** Opening Records for this task block **

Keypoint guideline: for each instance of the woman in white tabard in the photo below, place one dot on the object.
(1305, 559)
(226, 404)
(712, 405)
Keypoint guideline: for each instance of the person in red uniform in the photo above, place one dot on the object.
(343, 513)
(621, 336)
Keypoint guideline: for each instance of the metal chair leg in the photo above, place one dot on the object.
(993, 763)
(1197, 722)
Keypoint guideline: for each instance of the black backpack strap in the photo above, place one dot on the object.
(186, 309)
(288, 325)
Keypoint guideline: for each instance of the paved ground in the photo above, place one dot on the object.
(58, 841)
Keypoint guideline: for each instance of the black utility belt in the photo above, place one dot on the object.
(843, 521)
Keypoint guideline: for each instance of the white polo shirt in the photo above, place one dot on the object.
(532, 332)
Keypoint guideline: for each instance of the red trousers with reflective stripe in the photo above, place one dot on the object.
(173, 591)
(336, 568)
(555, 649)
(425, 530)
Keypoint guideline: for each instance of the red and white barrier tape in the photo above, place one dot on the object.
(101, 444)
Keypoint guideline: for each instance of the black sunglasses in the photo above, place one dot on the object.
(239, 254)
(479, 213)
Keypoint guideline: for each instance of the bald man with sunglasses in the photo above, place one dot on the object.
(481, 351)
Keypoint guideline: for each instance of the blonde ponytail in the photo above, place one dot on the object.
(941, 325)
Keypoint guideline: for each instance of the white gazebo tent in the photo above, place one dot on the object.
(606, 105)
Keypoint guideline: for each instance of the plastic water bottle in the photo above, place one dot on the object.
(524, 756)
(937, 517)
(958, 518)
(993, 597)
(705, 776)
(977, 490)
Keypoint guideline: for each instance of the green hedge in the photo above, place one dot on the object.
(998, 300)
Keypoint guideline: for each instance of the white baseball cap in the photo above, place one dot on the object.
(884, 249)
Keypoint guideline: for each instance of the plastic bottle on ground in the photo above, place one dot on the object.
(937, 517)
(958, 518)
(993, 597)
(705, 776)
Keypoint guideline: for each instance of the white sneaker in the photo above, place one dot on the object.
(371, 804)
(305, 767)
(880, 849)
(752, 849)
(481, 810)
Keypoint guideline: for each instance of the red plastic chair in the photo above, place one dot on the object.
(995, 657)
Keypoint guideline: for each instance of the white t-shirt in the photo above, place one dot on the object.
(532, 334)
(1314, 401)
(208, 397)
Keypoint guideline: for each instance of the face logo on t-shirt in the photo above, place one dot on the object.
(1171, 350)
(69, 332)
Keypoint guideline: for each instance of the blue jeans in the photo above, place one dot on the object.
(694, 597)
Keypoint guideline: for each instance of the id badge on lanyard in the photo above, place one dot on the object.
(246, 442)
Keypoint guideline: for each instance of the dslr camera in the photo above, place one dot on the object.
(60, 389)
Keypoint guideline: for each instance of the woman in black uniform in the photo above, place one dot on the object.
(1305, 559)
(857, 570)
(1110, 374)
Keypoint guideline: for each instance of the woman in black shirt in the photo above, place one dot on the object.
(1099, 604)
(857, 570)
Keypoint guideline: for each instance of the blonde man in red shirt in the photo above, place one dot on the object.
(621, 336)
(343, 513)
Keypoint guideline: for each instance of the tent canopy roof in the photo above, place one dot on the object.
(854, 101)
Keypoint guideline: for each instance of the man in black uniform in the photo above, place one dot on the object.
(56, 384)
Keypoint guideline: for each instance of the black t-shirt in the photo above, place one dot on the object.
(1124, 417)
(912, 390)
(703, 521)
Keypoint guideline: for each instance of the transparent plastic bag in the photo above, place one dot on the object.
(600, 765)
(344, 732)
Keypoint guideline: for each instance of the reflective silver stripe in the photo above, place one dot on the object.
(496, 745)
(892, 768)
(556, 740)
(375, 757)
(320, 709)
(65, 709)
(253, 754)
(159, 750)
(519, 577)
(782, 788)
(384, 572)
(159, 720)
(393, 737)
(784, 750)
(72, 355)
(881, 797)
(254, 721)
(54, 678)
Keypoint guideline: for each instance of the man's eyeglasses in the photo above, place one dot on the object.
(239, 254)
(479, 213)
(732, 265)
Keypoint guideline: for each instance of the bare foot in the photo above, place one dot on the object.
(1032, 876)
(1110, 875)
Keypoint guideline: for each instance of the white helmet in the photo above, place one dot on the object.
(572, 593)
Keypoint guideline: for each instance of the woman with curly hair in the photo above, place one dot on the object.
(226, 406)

** Closing Records for this task block **

• [The problem]:
Produce an exact copy of the lines from the one containing "Keypoint guideline: for each instance of the woman with" through the final line of the data, both ends included, and only those.

• [Exercise result]:
Keypoint guideline: for each instance of the woman with curly hair in the photo above, place one dot on the object.
(226, 406)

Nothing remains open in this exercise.